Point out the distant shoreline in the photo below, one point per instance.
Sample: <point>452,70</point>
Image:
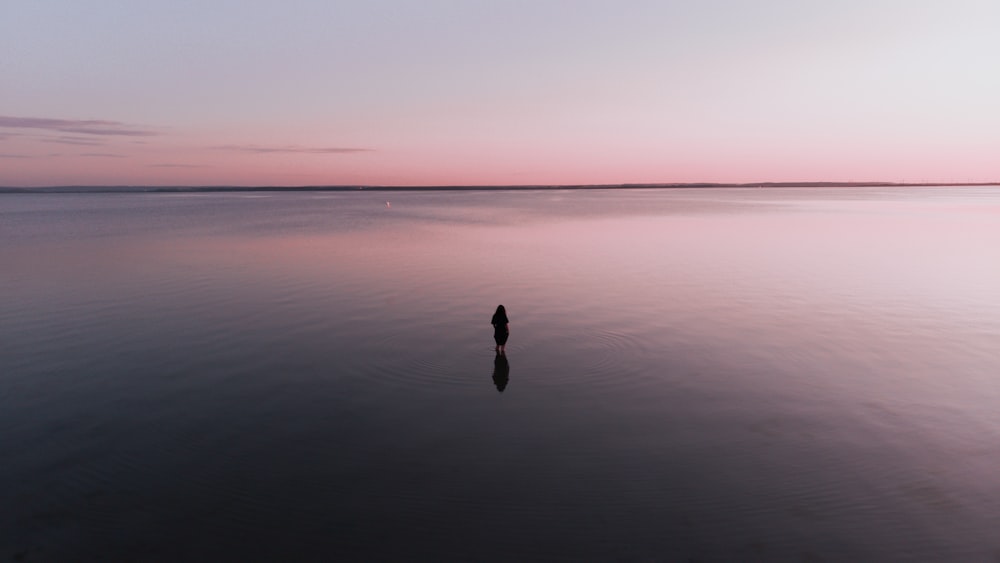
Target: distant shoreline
<point>216,189</point>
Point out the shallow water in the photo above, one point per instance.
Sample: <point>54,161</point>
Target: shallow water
<point>713,374</point>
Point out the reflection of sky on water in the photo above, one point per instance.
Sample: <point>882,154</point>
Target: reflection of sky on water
<point>790,368</point>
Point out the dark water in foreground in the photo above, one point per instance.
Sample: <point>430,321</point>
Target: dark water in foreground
<point>716,375</point>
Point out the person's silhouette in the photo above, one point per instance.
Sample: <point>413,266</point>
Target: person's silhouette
<point>501,371</point>
<point>501,329</point>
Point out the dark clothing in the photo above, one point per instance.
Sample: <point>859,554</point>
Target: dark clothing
<point>500,333</point>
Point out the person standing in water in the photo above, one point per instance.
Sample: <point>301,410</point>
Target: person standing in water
<point>501,329</point>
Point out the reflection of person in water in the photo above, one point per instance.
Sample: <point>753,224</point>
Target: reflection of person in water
<point>501,371</point>
<point>501,329</point>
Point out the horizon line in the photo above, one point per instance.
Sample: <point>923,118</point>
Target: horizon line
<point>136,188</point>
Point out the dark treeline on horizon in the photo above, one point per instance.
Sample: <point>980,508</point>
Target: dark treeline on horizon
<point>175,189</point>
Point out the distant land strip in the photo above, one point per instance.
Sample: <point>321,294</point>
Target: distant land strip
<point>199,189</point>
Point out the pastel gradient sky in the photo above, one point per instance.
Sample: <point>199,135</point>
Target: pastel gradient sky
<point>392,92</point>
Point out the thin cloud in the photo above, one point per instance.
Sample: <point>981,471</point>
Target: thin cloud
<point>75,126</point>
<point>67,140</point>
<point>256,149</point>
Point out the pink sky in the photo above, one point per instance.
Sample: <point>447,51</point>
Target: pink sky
<point>517,92</point>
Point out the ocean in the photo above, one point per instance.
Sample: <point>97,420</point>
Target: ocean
<point>725,374</point>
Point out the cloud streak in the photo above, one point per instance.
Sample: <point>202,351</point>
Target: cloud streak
<point>68,140</point>
<point>75,126</point>
<point>292,149</point>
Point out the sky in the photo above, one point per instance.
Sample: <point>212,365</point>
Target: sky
<point>502,92</point>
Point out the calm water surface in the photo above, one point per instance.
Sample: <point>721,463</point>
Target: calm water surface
<point>714,375</point>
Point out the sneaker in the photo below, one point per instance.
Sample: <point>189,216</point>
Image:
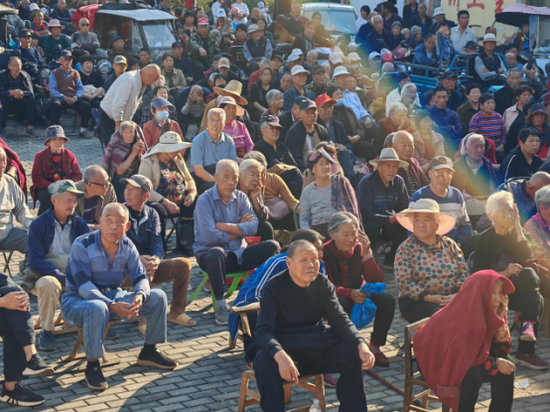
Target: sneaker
<point>31,133</point>
<point>112,334</point>
<point>37,367</point>
<point>94,377</point>
<point>528,333</point>
<point>222,316</point>
<point>156,359</point>
<point>531,361</point>
<point>46,341</point>
<point>330,381</point>
<point>21,396</point>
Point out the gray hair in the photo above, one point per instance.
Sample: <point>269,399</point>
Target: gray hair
<point>270,96</point>
<point>397,107</point>
<point>542,198</point>
<point>91,172</point>
<point>341,218</point>
<point>226,163</point>
<point>218,112</point>
<point>497,200</point>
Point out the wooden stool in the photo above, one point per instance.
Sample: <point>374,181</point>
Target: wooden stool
<point>248,397</point>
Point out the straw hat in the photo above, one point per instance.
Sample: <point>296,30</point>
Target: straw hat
<point>169,142</point>
<point>446,222</point>
<point>234,89</point>
<point>389,155</point>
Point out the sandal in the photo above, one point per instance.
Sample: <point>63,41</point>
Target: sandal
<point>183,319</point>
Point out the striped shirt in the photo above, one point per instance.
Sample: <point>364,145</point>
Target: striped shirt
<point>490,127</point>
<point>91,273</point>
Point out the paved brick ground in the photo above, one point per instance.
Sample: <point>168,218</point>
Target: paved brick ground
<point>208,378</point>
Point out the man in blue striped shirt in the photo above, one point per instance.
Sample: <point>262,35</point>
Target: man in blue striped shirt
<point>98,263</point>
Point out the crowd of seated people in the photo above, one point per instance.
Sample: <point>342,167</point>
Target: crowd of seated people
<point>249,128</point>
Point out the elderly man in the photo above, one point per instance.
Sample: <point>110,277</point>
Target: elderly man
<point>51,236</point>
<point>84,38</point>
<point>449,198</point>
<point>299,80</point>
<point>210,147</point>
<point>144,232</point>
<point>16,94</point>
<point>20,356</point>
<point>98,193</point>
<point>306,134</point>
<point>381,195</point>
<point>293,340</point>
<point>203,44</point>
<point>123,98</point>
<point>413,175</point>
<point>98,264</point>
<point>12,204</point>
<point>224,217</point>
<point>67,90</point>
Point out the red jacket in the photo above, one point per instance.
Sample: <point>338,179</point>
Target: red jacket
<point>41,167</point>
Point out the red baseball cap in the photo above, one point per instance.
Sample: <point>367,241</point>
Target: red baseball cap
<point>324,99</point>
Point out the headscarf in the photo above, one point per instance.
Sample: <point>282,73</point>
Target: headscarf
<point>459,336</point>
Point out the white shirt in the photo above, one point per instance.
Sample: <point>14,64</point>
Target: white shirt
<point>459,41</point>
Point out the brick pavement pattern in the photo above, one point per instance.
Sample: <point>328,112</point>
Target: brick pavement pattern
<point>208,375</point>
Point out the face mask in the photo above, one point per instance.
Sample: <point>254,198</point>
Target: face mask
<point>163,115</point>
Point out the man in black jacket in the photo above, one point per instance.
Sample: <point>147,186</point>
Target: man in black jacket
<point>293,340</point>
<point>16,94</point>
<point>302,138</point>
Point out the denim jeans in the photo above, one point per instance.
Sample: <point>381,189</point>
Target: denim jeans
<point>93,316</point>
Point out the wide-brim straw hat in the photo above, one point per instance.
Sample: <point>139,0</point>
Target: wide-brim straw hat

Exercise instructions
Pictures don't belong in the copy. Restate all the entries exactly.

Solution for this problem
Point out the distant shoreline in the photo below, one point per instance.
Sample: <point>452,70</point>
Image:
Target: distant shoreline
<point>216,189</point>
Point out the shallow water in the photo above, one point per instance.
Sample: <point>54,161</point>
Target: shallow water
<point>713,374</point>
Point out the reflection of sky on water in the photo above, one point per instance.
Sample: <point>882,154</point>
Target: reflection of sky on water
<point>790,368</point>
Point out the dark water in foreground in the photo above, one point per instance.
Sample: <point>430,321</point>
Target: dark water in foreground
<point>716,375</point>
Point out the person's silhouette in the photo above, one point per instance.
Sample: <point>413,266</point>
Target: person's silhouette
<point>501,371</point>
<point>501,329</point>
Point out the dark clothing in the photo above, one point per instance.
Sample: <point>859,554</point>
Target: dark clothing
<point>500,333</point>
Point out the person standing in water in the photo above, one point per instance.
Sample: <point>301,410</point>
Target: person standing in water
<point>501,329</point>
Point out the reflection of person in water in the photo above, one point per instance.
Sample: <point>753,224</point>
Target: reflection of person in water
<point>501,371</point>
<point>501,329</point>
Point out the horizon line in the photo above, one point per instance.
Sample: <point>923,118</point>
Target: horizon line
<point>136,188</point>
Point out the dark treeline on horizon in the photo above, one point per instance.
Sample: <point>980,508</point>
Target: dark treeline on horizon
<point>175,189</point>
Point out the distant land strip in the photo above, one point per instance.
Sample: <point>321,294</point>
Target: distant land strip
<point>199,189</point>
Point out the pastel gradient sky in the photo above, one point per instance.
Sample: <point>199,135</point>
Target: pastel gradient sky
<point>392,92</point>
Point out the thin cloud in the photo above, one point per instance.
Sample: <point>981,471</point>
Target: thin cloud
<point>75,126</point>
<point>67,140</point>
<point>256,149</point>
Point out the pink sky in the photo above, one point per instance.
Sample: <point>447,51</point>
Target: pink sky
<point>517,92</point>
Point out the ocean in the photo above, one point per instance.
Sample: <point>97,420</point>
Target: ocean
<point>725,374</point>
Point out the cloud streak in the photo above, one point per instance.
Sample: <point>202,351</point>
Target: cloud streak
<point>68,140</point>
<point>75,126</point>
<point>292,149</point>
Point out the sky in the photo above, one point per instance.
Sample: <point>212,365</point>
Target: sky
<point>502,92</point>
Point out the calm water surface in the photo above, one point per instance.
Sample: <point>721,463</point>
Target: calm water surface
<point>714,375</point>
Point out the sneaker in the photo below, one point per instance.
Sample: <point>189,216</point>
Image:
Target: sneaker
<point>31,133</point>
<point>112,334</point>
<point>37,367</point>
<point>94,377</point>
<point>528,333</point>
<point>222,316</point>
<point>156,359</point>
<point>531,361</point>
<point>46,341</point>
<point>330,381</point>
<point>21,396</point>
Point out the gray hair in the photo above, one point per instance.
Sample: <point>269,399</point>
Target: gray hair
<point>270,96</point>
<point>397,107</point>
<point>542,198</point>
<point>91,172</point>
<point>341,218</point>
<point>226,163</point>
<point>218,112</point>
<point>497,200</point>
Point out the wooden stool in the photo above, one point per instance.
Sample: <point>374,181</point>
Target: wooden stool
<point>248,397</point>
Point out the straw hat in the photo above, one point per instance.
Sample: <point>296,30</point>
Target: straw hat
<point>169,142</point>
<point>446,222</point>
<point>234,89</point>
<point>389,155</point>
Point out the sandal in the photo above, one point per instance.
Sample: <point>63,41</point>
Target: sandal
<point>183,319</point>
Point out the striped shirt in the photo above, one point per instance.
Sample: <point>364,145</point>
Target: striped shirt
<point>490,127</point>
<point>91,273</point>
Point out the paved brick ground in the photo above, one point per instance.
Sample: <point>168,218</point>
Target: paved brick ground
<point>208,378</point>
Point out the man in blue striped shirt in the photo above, one point per instance.
Sample: <point>262,35</point>
Target: man in blue striped shirt
<point>98,263</point>
Point out the crowd of seated people in the photo above, one point per instance.
Sample: <point>342,167</point>
Target: crowd of seated people
<point>249,128</point>
Point out the elderly man in the photo above, one point per instance.
Sample: <point>110,277</point>
Target: elderly man
<point>51,236</point>
<point>84,38</point>
<point>449,198</point>
<point>299,80</point>
<point>210,147</point>
<point>144,232</point>
<point>16,94</point>
<point>20,356</point>
<point>98,193</point>
<point>306,134</point>
<point>381,195</point>
<point>293,340</point>
<point>203,44</point>
<point>123,98</point>
<point>413,175</point>
<point>98,264</point>
<point>12,204</point>
<point>224,217</point>
<point>67,90</point>
Point out the red jacket in the photo above, one point per instance.
Sample: <point>338,179</point>
Target: red jacket
<point>41,167</point>
Point out the red baseball cap in the photo above, one point per instance.
Sample: <point>367,241</point>
Target: red baseball cap
<point>324,99</point>
Point out the headscarf in the photo above, one point per instance.
Sample: <point>282,73</point>
Target: headscarf
<point>459,336</point>
Point out the white shirt in the photo above, one point per instance.
Sample: <point>14,64</point>
Target: white shirt
<point>459,41</point>
Point out the brick pavement pattern in the photo above, one point per instance.
Sample: <point>328,112</point>
Target: brick pavement pattern
<point>208,375</point>
Point out the face mask in the photo above, one point per instance.
Sample: <point>254,198</point>
Target: face mask
<point>163,115</point>
Point out the man in black jacket in the photo above, one point per instance.
Sample: <point>147,186</point>
Target: man in black jacket
<point>293,340</point>
<point>16,94</point>
<point>302,138</point>
Point out the denim jeans in the photo above, one point per instance.
Sample: <point>381,189</point>
Target: denim jeans
<point>93,316</point>
Point out the wide-brim straw hat in the photo above, one point per instance.
Sample: <point>139,0</point>
Target: wide-brim straw hat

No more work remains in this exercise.